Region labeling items
+ + + + +

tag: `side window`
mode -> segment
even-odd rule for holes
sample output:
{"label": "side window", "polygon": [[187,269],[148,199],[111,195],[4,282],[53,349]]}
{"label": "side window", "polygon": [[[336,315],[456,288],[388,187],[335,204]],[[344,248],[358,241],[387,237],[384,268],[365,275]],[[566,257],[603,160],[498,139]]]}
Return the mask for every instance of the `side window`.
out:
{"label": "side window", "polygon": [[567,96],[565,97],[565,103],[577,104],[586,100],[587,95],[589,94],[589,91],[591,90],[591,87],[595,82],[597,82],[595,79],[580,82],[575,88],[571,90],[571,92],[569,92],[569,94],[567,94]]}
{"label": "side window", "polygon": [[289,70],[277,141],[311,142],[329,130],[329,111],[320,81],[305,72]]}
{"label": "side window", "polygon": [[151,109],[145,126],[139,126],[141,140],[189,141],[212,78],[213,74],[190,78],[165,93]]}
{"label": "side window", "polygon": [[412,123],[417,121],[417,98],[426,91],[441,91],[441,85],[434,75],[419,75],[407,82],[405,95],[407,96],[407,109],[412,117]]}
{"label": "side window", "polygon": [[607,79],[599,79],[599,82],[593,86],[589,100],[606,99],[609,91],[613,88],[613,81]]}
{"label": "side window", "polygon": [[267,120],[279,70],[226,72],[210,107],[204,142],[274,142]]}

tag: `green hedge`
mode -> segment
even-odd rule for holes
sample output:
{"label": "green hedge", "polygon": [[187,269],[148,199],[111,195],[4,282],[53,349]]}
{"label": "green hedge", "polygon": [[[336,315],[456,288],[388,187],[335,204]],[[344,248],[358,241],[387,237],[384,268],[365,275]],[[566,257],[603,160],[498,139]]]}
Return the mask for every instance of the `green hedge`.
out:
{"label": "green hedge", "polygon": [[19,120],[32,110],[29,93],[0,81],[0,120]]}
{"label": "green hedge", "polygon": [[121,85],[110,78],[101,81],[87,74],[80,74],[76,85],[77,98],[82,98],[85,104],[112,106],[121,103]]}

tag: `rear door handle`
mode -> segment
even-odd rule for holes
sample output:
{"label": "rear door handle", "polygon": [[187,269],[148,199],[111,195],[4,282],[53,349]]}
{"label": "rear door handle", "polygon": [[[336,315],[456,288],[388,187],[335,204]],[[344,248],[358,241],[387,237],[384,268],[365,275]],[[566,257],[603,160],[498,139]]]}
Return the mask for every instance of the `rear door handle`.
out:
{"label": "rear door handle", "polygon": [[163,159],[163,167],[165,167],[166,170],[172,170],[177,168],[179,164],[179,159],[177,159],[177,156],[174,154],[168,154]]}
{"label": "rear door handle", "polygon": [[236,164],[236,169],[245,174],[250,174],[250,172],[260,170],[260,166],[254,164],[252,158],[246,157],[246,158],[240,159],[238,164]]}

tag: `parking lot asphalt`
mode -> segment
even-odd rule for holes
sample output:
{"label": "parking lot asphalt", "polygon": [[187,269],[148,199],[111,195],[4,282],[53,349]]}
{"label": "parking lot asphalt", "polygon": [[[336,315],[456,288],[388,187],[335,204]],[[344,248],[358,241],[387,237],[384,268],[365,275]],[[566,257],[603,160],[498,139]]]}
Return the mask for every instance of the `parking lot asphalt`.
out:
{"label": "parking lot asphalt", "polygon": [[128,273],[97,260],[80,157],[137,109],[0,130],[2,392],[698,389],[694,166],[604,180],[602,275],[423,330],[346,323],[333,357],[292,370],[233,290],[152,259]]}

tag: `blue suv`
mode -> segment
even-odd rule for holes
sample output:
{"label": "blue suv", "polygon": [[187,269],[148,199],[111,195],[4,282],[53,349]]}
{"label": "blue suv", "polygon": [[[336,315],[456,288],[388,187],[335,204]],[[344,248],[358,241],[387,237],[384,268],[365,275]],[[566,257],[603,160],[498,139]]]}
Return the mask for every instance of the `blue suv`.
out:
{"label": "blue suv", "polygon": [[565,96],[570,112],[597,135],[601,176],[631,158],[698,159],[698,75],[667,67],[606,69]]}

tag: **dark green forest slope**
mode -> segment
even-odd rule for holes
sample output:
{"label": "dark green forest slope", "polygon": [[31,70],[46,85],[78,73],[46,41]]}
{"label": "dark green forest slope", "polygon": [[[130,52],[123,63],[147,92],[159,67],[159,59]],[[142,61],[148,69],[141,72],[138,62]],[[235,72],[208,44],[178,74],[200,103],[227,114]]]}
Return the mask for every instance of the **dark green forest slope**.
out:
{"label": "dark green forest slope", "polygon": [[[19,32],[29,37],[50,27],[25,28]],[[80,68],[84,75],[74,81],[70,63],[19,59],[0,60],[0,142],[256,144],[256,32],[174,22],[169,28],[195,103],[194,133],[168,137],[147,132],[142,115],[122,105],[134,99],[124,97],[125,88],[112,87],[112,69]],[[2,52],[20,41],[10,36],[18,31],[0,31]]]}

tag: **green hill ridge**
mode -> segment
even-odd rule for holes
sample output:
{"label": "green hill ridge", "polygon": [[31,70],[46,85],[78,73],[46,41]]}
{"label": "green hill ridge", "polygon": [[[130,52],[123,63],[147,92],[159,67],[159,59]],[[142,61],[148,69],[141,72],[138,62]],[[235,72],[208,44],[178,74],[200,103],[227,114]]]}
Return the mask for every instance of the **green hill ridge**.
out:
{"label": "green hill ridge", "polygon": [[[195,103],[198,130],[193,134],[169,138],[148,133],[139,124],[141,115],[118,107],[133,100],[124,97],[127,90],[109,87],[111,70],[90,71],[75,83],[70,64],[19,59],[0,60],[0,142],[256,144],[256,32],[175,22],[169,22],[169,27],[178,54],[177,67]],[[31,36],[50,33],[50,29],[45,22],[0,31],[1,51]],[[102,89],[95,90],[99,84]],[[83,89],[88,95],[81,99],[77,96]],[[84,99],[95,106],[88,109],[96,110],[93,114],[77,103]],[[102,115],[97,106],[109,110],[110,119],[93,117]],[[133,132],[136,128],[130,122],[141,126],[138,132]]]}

+ + + + +

- _TASK OBJECTIVE_
Reproduce every line of the listing above exactly, from start to finish.

- _RESPONSE TO THE EXERCISE_
tag: `side window`
mode -> segment
even-odd rule for holes
sample output:
{"label": "side window", "polygon": [[187,269],[148,199],[111,195],[4,282],[53,349]]}
{"label": "side window", "polygon": [[[336,315],[456,288],[388,187],[335,204]],[[344,248],[358,241],[387,237],[384,268],[365,275]],[[566,257],[603,160],[498,139]]]}
Return the mask for every instance of the `side window`.
out:
{"label": "side window", "polygon": [[567,96],[565,97],[565,103],[577,104],[586,100],[587,95],[589,94],[589,91],[591,90],[591,87],[595,82],[597,82],[595,79],[580,82],[575,88],[571,90],[571,92],[569,92],[569,94],[567,94]]}
{"label": "side window", "polygon": [[289,70],[277,141],[311,142],[329,130],[329,111],[320,81],[305,72]]}
{"label": "side window", "polygon": [[151,109],[145,126],[139,126],[141,140],[189,141],[212,78],[213,74],[190,78],[165,93]]}
{"label": "side window", "polygon": [[412,123],[417,121],[417,98],[426,91],[441,91],[441,85],[434,75],[419,75],[407,82],[405,95],[407,96],[407,109],[412,117]]}
{"label": "side window", "polygon": [[607,79],[599,79],[599,82],[593,86],[589,100],[606,99],[609,91],[613,88],[613,81]]}
{"label": "side window", "polygon": [[267,120],[279,70],[226,72],[210,107],[204,142],[274,142]]}

tag: `green hedge`
mode -> segment
even-odd rule for holes
sample output:
{"label": "green hedge", "polygon": [[187,269],[148,199],[111,195],[4,282],[53,349]]}
{"label": "green hedge", "polygon": [[[336,315],[456,288],[388,187],[335,204]],[[344,248],[358,241],[387,237],[384,268],[365,275]],[[566,257],[603,160],[498,139]]]}
Return the mask for every instance of the `green hedge`.
out:
{"label": "green hedge", "polygon": [[19,120],[32,110],[29,93],[0,81],[0,120]]}
{"label": "green hedge", "polygon": [[121,85],[110,78],[101,81],[87,74],[80,74],[76,85],[77,98],[82,98],[85,104],[112,106],[121,103]]}

tag: `rear door handle`
mode -> segment
even-odd rule for holes
sample output:
{"label": "rear door handle", "polygon": [[187,269],[148,199],[111,195],[4,282],[53,349]]}
{"label": "rear door handle", "polygon": [[[336,315],[456,288],[388,187],[335,204]],[[344,248],[358,241],[387,237],[384,268],[365,275]],[[566,257],[603,160],[498,139]]]}
Return the mask for every instance of the `rear door handle`.
out:
{"label": "rear door handle", "polygon": [[163,159],[163,167],[165,167],[166,170],[172,170],[177,168],[179,164],[179,159],[177,159],[177,156],[174,154],[168,154]]}
{"label": "rear door handle", "polygon": [[236,164],[236,169],[245,174],[250,174],[250,172],[260,170],[260,166],[254,164],[252,158],[246,157],[246,158],[240,159],[238,164]]}

tag: `parking lot asphalt`
mode -> segment
even-odd rule for holes
sample output:
{"label": "parking lot asphalt", "polygon": [[187,269],[148,199],[111,195],[4,282],[53,349]]}
{"label": "parking lot asphalt", "polygon": [[[336,315],[456,288],[388,187],[335,204]],[[344,248],[358,241],[387,237],[384,268],[365,275]],[[566,257],[603,160],[498,139]]]}
Return the mask for every instance of the `parking lot asphalt`.
out:
{"label": "parking lot asphalt", "polygon": [[128,273],[97,260],[80,157],[137,109],[0,130],[2,392],[698,389],[694,166],[604,180],[602,275],[423,330],[346,323],[333,357],[292,370],[233,290],[152,259]]}

tag: `blue suv`
mode -> segment
even-odd rule for holes
sample output:
{"label": "blue suv", "polygon": [[187,269],[148,199],[111,195],[4,282],[53,349]]}
{"label": "blue suv", "polygon": [[[336,315],[456,288],[388,187],[335,204]],[[344,248],[358,241],[387,237],[384,268],[365,275]],[[566,257],[603,160],[498,139]]]}
Return the mask for every instance of the `blue suv`.
out:
{"label": "blue suv", "polygon": [[565,96],[570,112],[597,135],[601,176],[631,158],[698,159],[698,75],[667,67],[606,69]]}

tag: **dark green forest slope**
mode -> segment
even-odd rule for holes
sample output:
{"label": "dark green forest slope", "polygon": [[31,70],[46,85],[78,73],[46,41]]}
{"label": "dark green forest slope", "polygon": [[[130,52],[123,63],[147,92],[159,67],[159,59]],[[142,61],[148,69],[141,72],[138,62]],[[235,72],[208,44],[178,74],[200,103],[227,114]]]}
Return the mask for every instance of the **dark green forest slope**.
out:
{"label": "dark green forest slope", "polygon": [[[19,32],[29,37],[50,27],[25,28]],[[80,68],[84,75],[74,81],[70,63],[19,59],[0,60],[0,142],[256,144],[256,32],[174,22],[169,28],[195,103],[194,133],[168,137],[147,132],[142,115],[122,105],[134,99],[124,97],[125,88],[112,87],[112,69]],[[2,52],[20,41],[10,36],[18,31],[0,31]]]}

tag: **green hill ridge**
mode -> segment
even-odd rule for holes
sample output:
{"label": "green hill ridge", "polygon": [[31,70],[46,85],[78,73],[46,41]]}
{"label": "green hill ridge", "polygon": [[[130,52],[123,63],[147,92],[159,67],[159,59]],[[142,61],[148,69],[141,72],[138,62]],[[235,72],[208,44],[178,74],[200,103],[227,114]]]}
Return the mask for every instance of the **green hill ridge**.
out:
{"label": "green hill ridge", "polygon": [[[195,103],[198,130],[193,134],[169,138],[148,133],[139,124],[141,115],[118,107],[133,100],[124,97],[127,90],[109,87],[111,70],[90,71],[75,83],[70,64],[19,59],[0,60],[0,142],[256,144],[256,32],[175,22],[169,22],[169,27],[178,54],[177,67]],[[31,36],[50,33],[50,29],[45,22],[0,31],[1,51]],[[102,89],[95,90],[99,84]],[[83,89],[88,95],[81,99],[77,96]],[[84,99],[95,106],[88,109],[96,110],[93,114],[77,103]],[[102,115],[97,106],[109,110],[110,119],[93,117]],[[133,132],[136,128],[130,122],[141,126],[138,132]]]}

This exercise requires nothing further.